- **JOBS**:
a) Print a section of the passage on Mac Mini servers word for word, beginning at the words "The Mac Mini comes" and stopping after the words "be very useful.)".
b) Output lines from the records verbatim, beginning at the line that has "In this photo, point at the black sleeveless" and stopping after the final line of the records, with both ends included.

- **EXTRACT**:
If you are stuck on the 1U form factor, then Apple suggests that you put Mac Minis into racks using adapter kits from MK1 Manufacturing, which come in a bunch of different styles. One puts two Mac Minis side-by-side in a 1U tray with a slide that costs $135. A more interesting rack called the Mini-Colo puts 14 Mac Minis and their power supplies in a 4U chassis for $165.

The Mac Mini comes with a single 2.66GHz Core 2 Duo chip from Intel, 4GB of memory, two 500GB disks, and a single Gigabit Ethernet port. There are no PCI-Express slots in it to attach to external disk arrays, like the kinds that digital media and education customers using Apple servers tend to need.

You can double the memory up to 8GB. That's it for expansion. The Mac Mini can do basic server tasks for about 50 users, says Apple, compared to around 500 for Xserve and Mac Pro machines. At $999, the Mac Mini is relatively cheap per unit, but it takes ten of them to match the performance of an Xserve for basic workgroup jobs and they cannot be clustered to present an image to end users as if they were one big, virtual Xserve. (This would be very useful.)

- **Entries from a pointing dataset**:
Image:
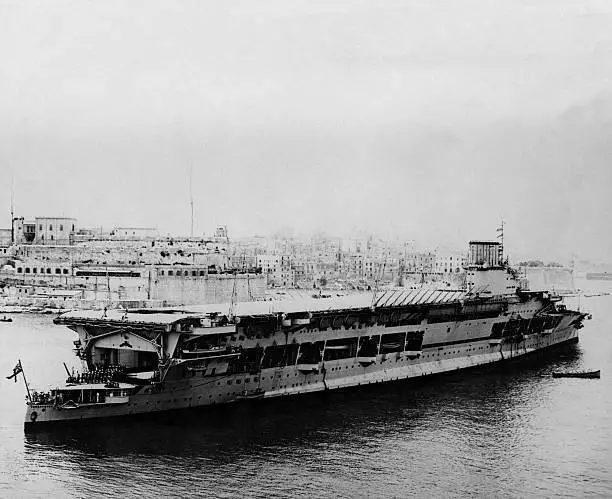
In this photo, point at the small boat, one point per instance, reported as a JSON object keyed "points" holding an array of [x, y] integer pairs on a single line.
{"points": [[579, 374]]}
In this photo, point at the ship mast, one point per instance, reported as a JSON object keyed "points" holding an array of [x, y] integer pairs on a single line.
{"points": [[191, 196], [500, 236], [12, 213]]}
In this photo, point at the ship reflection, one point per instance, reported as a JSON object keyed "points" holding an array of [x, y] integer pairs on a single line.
{"points": [[352, 418]]}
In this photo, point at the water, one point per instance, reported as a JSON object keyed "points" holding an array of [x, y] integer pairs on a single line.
{"points": [[509, 431]]}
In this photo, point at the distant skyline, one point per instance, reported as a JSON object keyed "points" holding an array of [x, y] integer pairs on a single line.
{"points": [[429, 121]]}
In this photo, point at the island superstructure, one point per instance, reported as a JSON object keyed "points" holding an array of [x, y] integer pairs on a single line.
{"points": [[142, 361]]}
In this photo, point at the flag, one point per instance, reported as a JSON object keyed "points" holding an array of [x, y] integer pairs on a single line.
{"points": [[16, 370]]}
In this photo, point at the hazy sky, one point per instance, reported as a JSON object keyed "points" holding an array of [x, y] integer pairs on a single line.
{"points": [[429, 119]]}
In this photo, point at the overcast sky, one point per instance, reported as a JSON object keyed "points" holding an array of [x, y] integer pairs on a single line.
{"points": [[427, 119]]}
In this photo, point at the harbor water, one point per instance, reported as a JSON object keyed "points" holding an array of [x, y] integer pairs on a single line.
{"points": [[505, 431]]}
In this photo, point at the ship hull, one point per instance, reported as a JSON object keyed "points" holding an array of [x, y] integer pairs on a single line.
{"points": [[199, 391]]}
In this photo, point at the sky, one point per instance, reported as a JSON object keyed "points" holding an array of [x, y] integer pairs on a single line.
{"points": [[427, 120]]}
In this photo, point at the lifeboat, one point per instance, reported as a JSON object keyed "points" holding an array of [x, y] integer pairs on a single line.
{"points": [[303, 320], [308, 368], [366, 361]]}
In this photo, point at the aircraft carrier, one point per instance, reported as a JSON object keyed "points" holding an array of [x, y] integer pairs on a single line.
{"points": [[143, 361]]}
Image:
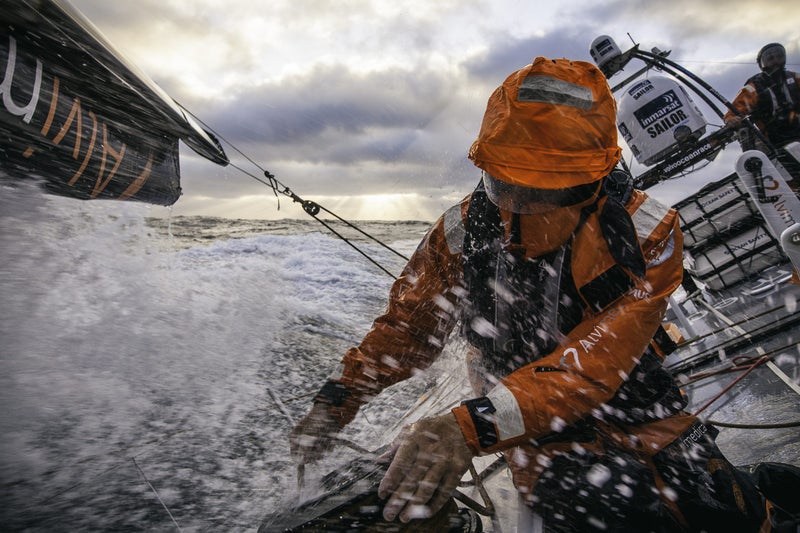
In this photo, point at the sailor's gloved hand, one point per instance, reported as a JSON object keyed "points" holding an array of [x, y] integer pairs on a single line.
{"points": [[734, 122], [426, 469], [312, 436]]}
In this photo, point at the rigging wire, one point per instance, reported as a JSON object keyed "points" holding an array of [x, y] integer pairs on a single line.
{"points": [[156, 493], [310, 207]]}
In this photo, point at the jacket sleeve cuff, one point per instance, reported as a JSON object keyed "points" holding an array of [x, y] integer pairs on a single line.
{"points": [[476, 419], [491, 423]]}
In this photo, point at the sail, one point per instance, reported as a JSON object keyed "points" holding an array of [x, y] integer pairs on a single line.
{"points": [[81, 118]]}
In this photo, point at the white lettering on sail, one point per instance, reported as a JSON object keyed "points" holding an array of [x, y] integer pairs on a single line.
{"points": [[26, 111]]}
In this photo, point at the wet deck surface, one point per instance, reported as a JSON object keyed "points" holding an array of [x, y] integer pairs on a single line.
{"points": [[754, 320]]}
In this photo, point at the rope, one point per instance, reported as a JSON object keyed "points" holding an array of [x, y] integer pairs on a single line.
{"points": [[761, 360], [156, 493]]}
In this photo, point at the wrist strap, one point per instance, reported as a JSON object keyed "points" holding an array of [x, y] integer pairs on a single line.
{"points": [[481, 411], [333, 393]]}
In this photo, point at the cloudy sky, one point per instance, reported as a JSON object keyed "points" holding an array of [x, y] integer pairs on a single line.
{"points": [[369, 106]]}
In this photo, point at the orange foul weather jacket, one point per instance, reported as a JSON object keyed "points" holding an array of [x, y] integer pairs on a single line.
{"points": [[590, 362]]}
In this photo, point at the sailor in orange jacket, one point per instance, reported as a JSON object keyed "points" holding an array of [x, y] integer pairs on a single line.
{"points": [[771, 98], [558, 272]]}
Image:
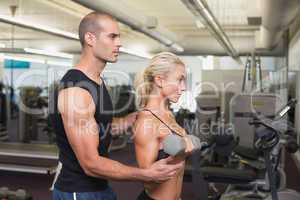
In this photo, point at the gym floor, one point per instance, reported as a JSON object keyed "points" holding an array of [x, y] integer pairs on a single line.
{"points": [[38, 185]]}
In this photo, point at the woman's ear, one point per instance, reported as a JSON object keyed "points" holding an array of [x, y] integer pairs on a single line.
{"points": [[158, 81]]}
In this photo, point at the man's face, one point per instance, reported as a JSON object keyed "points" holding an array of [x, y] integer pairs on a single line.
{"points": [[107, 42]]}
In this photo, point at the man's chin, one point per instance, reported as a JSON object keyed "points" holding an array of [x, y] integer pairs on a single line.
{"points": [[114, 60]]}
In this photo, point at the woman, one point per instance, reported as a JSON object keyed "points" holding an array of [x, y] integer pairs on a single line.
{"points": [[162, 82]]}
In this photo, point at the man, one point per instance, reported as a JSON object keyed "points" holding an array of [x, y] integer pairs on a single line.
{"points": [[83, 121]]}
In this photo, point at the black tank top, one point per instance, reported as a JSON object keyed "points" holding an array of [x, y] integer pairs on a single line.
{"points": [[72, 177]]}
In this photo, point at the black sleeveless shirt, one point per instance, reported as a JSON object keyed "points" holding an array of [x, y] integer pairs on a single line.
{"points": [[72, 178]]}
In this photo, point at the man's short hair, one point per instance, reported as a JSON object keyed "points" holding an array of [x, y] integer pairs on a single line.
{"points": [[91, 23]]}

- **SOLUTIONS BELOW**:
a)
The Mac Mini comes with a single 2.66GHz Core 2 Duo chip from Intel, 4GB of memory, two 500GB disks, and a single Gigabit Ethernet port. There are no PCI-Express slots in it to attach to external disk arrays, like the kinds that digital media and education customers using Apple servers tend to need.

You can double the memory up to 8GB. That's it for expansion. The Mac Mini can do basic server tasks for about 50 users, says Apple, compared to around 500 for Xserve and Mac Pro machines. At $999, the Mac Mini is relatively cheap per unit, but it takes ten of them to match the performance of an Xserve for basic workgroup jobs and they cannot be clustered to present an image to end users as if they were one big, virtual Xserve. (This would be very useful.)

b)
In this photo, point at the black sleeveless shirt, one point per instance, reported as a JSON object keyed "points" holding an array of [x, y] integer pairs on a single line.
{"points": [[72, 178]]}
In this photo, point at the man's short hair, one point per instance, reported as a JSON object keyed "points" holding an array of [x, y] integer pairs on a single line.
{"points": [[91, 23]]}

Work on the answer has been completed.